WORK REQUEST: Can the data below be echoed back word for word?

(Beginning of DATA SHOWN)

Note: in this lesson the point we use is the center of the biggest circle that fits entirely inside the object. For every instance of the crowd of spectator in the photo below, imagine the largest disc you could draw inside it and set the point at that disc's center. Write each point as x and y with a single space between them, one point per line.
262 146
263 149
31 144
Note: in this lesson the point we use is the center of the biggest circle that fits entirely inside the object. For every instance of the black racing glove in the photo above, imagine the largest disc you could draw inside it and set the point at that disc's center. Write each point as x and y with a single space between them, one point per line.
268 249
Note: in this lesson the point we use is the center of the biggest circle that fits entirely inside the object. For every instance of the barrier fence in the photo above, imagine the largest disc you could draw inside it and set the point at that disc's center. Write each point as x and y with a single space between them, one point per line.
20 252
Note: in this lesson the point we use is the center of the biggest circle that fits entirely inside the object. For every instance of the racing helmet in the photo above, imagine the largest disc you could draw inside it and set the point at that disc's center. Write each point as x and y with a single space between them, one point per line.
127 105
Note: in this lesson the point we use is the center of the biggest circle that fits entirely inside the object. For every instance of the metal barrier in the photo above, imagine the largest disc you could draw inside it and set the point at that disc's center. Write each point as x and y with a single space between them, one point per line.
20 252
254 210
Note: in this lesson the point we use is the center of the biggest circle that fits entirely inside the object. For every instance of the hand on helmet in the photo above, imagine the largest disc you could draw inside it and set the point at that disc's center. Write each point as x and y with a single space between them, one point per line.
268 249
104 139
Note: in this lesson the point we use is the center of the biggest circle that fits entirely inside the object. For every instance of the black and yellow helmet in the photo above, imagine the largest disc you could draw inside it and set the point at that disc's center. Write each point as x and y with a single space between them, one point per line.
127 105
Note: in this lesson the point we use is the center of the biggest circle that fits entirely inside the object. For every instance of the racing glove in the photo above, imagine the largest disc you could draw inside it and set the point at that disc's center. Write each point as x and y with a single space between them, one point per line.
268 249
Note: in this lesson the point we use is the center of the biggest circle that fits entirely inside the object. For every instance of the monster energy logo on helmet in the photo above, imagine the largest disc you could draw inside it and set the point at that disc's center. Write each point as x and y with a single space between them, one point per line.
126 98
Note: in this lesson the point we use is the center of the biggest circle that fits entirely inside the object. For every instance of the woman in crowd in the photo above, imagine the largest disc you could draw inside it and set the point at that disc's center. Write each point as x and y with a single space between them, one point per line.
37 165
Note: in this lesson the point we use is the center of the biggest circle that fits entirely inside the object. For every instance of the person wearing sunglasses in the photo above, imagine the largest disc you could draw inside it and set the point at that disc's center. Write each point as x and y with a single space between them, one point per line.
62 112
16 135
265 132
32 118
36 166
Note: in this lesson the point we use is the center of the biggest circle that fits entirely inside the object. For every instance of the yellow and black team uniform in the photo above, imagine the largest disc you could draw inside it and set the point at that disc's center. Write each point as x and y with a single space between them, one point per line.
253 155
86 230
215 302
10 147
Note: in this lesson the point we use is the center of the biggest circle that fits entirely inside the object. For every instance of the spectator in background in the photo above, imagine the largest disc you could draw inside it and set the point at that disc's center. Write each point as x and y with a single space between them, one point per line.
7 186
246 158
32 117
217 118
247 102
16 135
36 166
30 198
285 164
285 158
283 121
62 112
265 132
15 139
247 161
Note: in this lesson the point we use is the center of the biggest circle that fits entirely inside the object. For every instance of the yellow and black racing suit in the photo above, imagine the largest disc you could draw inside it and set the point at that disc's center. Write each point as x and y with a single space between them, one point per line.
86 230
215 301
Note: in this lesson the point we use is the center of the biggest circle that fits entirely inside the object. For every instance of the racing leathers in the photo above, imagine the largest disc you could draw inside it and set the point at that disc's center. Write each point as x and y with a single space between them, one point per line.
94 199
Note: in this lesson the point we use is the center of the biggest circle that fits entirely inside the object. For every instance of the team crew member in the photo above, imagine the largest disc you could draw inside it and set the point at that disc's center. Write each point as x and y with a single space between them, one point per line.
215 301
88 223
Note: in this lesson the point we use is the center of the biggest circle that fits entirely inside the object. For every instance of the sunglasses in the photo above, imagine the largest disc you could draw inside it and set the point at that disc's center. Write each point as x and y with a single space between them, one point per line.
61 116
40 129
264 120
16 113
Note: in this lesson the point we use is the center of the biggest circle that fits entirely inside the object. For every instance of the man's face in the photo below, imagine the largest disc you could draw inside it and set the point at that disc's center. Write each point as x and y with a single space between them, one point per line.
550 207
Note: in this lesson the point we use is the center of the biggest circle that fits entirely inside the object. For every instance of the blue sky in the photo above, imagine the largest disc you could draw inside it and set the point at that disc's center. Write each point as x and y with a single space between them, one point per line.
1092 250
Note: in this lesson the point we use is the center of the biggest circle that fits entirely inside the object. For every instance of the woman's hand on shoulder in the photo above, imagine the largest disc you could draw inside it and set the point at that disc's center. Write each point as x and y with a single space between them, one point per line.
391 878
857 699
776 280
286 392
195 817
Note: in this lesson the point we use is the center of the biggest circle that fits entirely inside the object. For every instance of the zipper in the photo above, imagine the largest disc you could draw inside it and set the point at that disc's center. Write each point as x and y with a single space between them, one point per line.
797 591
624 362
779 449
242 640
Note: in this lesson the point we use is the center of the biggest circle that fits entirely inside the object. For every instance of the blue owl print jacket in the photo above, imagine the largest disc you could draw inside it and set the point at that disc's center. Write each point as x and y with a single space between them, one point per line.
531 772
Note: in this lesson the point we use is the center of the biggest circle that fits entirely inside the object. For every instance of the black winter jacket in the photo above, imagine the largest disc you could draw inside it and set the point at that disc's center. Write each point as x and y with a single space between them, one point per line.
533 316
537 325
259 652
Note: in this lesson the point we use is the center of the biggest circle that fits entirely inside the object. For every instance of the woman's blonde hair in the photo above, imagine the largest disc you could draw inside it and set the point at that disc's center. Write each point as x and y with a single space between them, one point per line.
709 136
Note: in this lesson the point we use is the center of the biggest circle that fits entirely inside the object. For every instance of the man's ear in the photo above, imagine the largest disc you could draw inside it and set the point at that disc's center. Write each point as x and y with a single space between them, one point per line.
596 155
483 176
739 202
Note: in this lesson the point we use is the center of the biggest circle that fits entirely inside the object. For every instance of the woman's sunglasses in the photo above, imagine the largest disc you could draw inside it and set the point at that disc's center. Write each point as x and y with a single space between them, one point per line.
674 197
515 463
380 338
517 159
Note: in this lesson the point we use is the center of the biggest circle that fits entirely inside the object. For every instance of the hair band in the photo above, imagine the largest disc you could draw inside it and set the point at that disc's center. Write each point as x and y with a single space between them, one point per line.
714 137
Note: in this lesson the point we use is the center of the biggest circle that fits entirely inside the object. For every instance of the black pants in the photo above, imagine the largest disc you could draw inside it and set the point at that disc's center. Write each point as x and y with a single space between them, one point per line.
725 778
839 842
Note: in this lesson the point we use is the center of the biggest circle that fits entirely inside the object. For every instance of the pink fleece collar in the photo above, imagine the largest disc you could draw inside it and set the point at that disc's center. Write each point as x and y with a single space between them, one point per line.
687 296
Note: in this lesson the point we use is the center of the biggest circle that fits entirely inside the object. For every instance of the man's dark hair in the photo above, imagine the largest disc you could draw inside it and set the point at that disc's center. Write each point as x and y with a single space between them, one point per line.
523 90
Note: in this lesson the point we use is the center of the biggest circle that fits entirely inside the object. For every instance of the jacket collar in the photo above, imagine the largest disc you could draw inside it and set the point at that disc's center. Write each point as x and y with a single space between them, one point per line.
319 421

(End of DATA SHOWN)

WRITTEN REPLY:
Note: in this lesson the point we use is the center of the biggest circle that fits entirely inside the object. For every instance of the crowd of spectator in the photo below, imagine the largest disc you could draw inside it and set the point at that disc's center. Write each point as x and y with a single space between them, one point per line.
262 146
263 149
31 144
Note: in this lesson the point we use is the center of the biggest circle that fits entirely inside the object. For every instance of the black racing glove in the photo above, imagine the largest disc you could draw inside it and set the point at that disc's center. Write each point as x and y with a single space between them, one point per line.
268 249
Note: in this lesson the point we use is the center of the biggest circle that fits entirely inside the object. For every instance of the barrier fence in the photo above, imagine the largest disc you could draw inside it and set the point at that disc's center. Write each point as x and y with a single space between them, one point per line.
20 252
Note: in this lesson the point we use is the center of the biggest circle that fits entirely inside the object. For every instance of the racing helmet in the photo above, imagine the largest disc you could draw inside it and set the point at that disc's center. Write each point as x and y with a single space between them, one point per line.
127 105
Note: in this lesson the point we use is the center of the biggest circle that fits entirely inside the object. For every instance of the metal barrier in the photo above, imagine the largest disc you could draw inside it and set the point at that disc's center. Write each point as x and y with a single space between them, one point per line.
20 252
254 210
Note: in this lesson the point we use is the center of the biggest circle that fits entirely inside the object. For every instance of the hand on helmet in the photo above, imagine the largest disc you could draw inside it and set the point at that disc's center. Write each point as x and y with a single space between them, one point per line.
268 249
104 139
Note: in this lesson the point we use is the center of the biggest circle that fits entirely inside the object. For every instance of the black and yellow helmet in the photo above, imagine the largest disc you could draw inside it and set the point at that disc's center. Write each point as x and y with a single space between them, one point per line.
127 105
Note: in this lesson the point we use is the center of the biggest circle that fits entirely inside the object. For every instance of the racing glove in the photo above, imagine the largest disc you could draw inside it and set the point at that disc's center. Write each point as x and y with a single space between them, one point per line.
268 249
Note: in this lesson the point we use is the center of the biggest circle that fits entirely inside the object. For every instance of the monster energy logo on helmet in the photo above, imagine the largest disc you could draw inside it and set the point at that disc's center. Write each point as x and y with a single space between them, one point per line.
126 98
Note: in this lesson the point we use is the center of the biggest circle that fits entirely inside the object. For every instance of the woman in crowd in the photo above, imagine the largest disc you could draw inside it and set the point at that disc's center. Write each point as x and y with a single space between them, one point per line.
37 165
Note: in this lesson the point we use is the center of the biggest circle that fits entirely inside the object. For every instance of the person wearing sunglasses in the photo above, imagine the largest disc you could draw inside it and set the point at that disc's center. Write each point as x and y with a single space between them, one point per line.
62 112
16 135
265 132
32 118
36 166
Note: in this lesson the point we use is the center of the biggest circle that fits entirely inside the object. For every instance of the yellow and black team uniform in the photo above, imagine the largest disc you could draw inside it and set the point at that disc's center. Write each point as x and y with a single space between them, one point per line.
253 155
86 230
215 302
10 147
Note: in this lesson the point we use is the center of the biggest circle that fits entirely inside the object. For every instance of the spectator in background in the photo above, imagine the largest disc you could draw inside it and set the point at that disc's center. Write each point as x and y with a single space between them, one point per line.
7 186
246 158
32 117
217 118
247 102
16 135
36 166
30 198
285 164
285 158
283 121
62 112
265 132
15 139
247 161
Note: in this lesson the point we use is the center of the biggest circle that fits entirely inside the object. For every instance of the yellow and black racing suit in the photo above, imagine the largest disc you could draw inside it and set the point at that disc's center. Write each point as x and y with a single space between them, one point per line.
86 230
215 301
Note: in this lesson the point we use is the center of the biggest circle that fits entirely inside the object. For every instance of the racing leathers in the photo above, imagine the largest disc you could draw inside it and set the point at that disc's center. Write each point as x and y with a single space between them, one point per line.
94 199
Note: in this lesson the point we use is the center of the biggest circle that fits entirely inside the object. For every instance of the team crew member in the photo above, imagine the largest disc you could draw inside it and set the point at that disc's center. Write each point as x and y with a single space between them, one point per line.
215 301
88 223
Note: in this lesson the point we use is the center of the biggest circle that fits entirely inside the object. For every instance of the sunglasses in the photo above, imagine the largest disc you could draw inside it and set the point at that disc's center. Write each point as x and y with a single space between them, one point per line.
61 116
40 129
264 120
16 113
Note: in this lesson the point we use is the center of the biggest circle that fits entirely inside the object. For every instance of the man's face in the photo below, imagine the largest disc you could draw inside it and set the point at that disc's center. Write each point as x and y with a single space between them, one point per line.
550 207
Note: in this lesson the point we use is the center of the biggest circle that fits entirely inside the object. For every instance of the blue sky in the photo above, imagine the largest disc you could draw inside it and set the point at that disc's center. Write each point as x and y with a single space between them, one point per line.
1092 250
Note: in this lesson the point we use is the center of the biggest circle that fits entirely inside the object. For every instance of the woman's hand on shoulder in the photo above, imagine the largest disc you could draw inside it and set the point at that disc's center. Write each point as x and y with a single space between them, one point per line.
391 878
857 699
776 280
286 392
195 817
Note: in this lesson the point we use is the center of the biggest circle that fits entirely inside the object. For every instance of the zipper in the photo above, imagine the largest disc you could draw inside it and set the point at that disc's center. Write each point as x and y with a single space between them, one point per line.
797 591
624 362
779 449
242 640
Note: in this lesson the point we use is the center of the biggest circle that fits entirely inside the object. For every instance of the blue owl print jacket in the photo above, imagine the largest disc you could draw inside it and set the point at that disc's center. Write each point as x and y with a single space between them, one point per line.
531 772
Note: in this lesson the point we use is the center of the biggest circle that fits entirely inside the object. For every instance of the black winter jacket in the photo above, imagine the largest disc you could draw inside it and set the point at that disc's center. Write each point as x and y with a single space between them, one point per line.
533 316
537 325
259 652
Note: in this lesson the point we use is the center of the biggest circle that fits entirely inside the object. For every instance of the woman's blonde hair in the photo above, imagine the largest disc you could draw inside it and set the point at that disc's center. Write each point as x and y with a single space between them, one point per line.
709 136
Note: in this lesson the point we use is the center of the biggest circle that fits entirely inside the object. For every instance of the man's ear in the photo above, imagine the largest disc you could draw inside it and set the point at that disc's center. Write each point as x and y with a single space between them, one point per line.
596 155
483 176
739 202
Note: in this lesson the point we use is the center of the biggest circle that fits entirely inside the object. For every instance of the woman's sunglasses in the photo above, imagine the largest disc you could draw inside it and set the point at that disc's center. Write each point as x and y with a single space between them, one point per line.
674 197
515 463
380 338
517 159
Note: in this lesson the point we use is the center of the biggest circle that fits entirely inside the object. For every instance of the hair band in the photo above, imagine the largest disc you could draw inside it and set the point at that disc's center. Write each point as x and y with a single space between them, one point per line.
714 137
Note: in this lesson the point we use is the center of the biggest circle that fits entirely inside the object. For every instance of the black pants in the photo above, imagine the largest disc you could draw inside it and set the point at that disc's center. Write each point as x and y with a single space between them, one point per line.
725 778
839 842
Note: in this lesson the point we use is the center of the biggest circle that fits entirely inside the object. For every instance of the pink fleece collar in the photo above, imagine the largest disc you could draw inside it and set the point at that disc's center. Write each point as x and y with a single space between them, one point per line.
687 296
Note: in this lesson the point we use is the center of the biggest circle that fits entirely inside the object. For every instance of the man's dark hair in the photo above, imagine the largest disc you could draw inside it and set the point at that disc's center. Write each point as x and y with a single space between them, one point per line.
523 90
Note: in this lesson the point we use is the center of the biggest circle that fits entirely inside the object. For every instance of the jacket collar in the photo above, imagine the largest disc you could draw inside it and set the point at that disc's center. Write each point as x and y with a single space between them, one point per line.
319 421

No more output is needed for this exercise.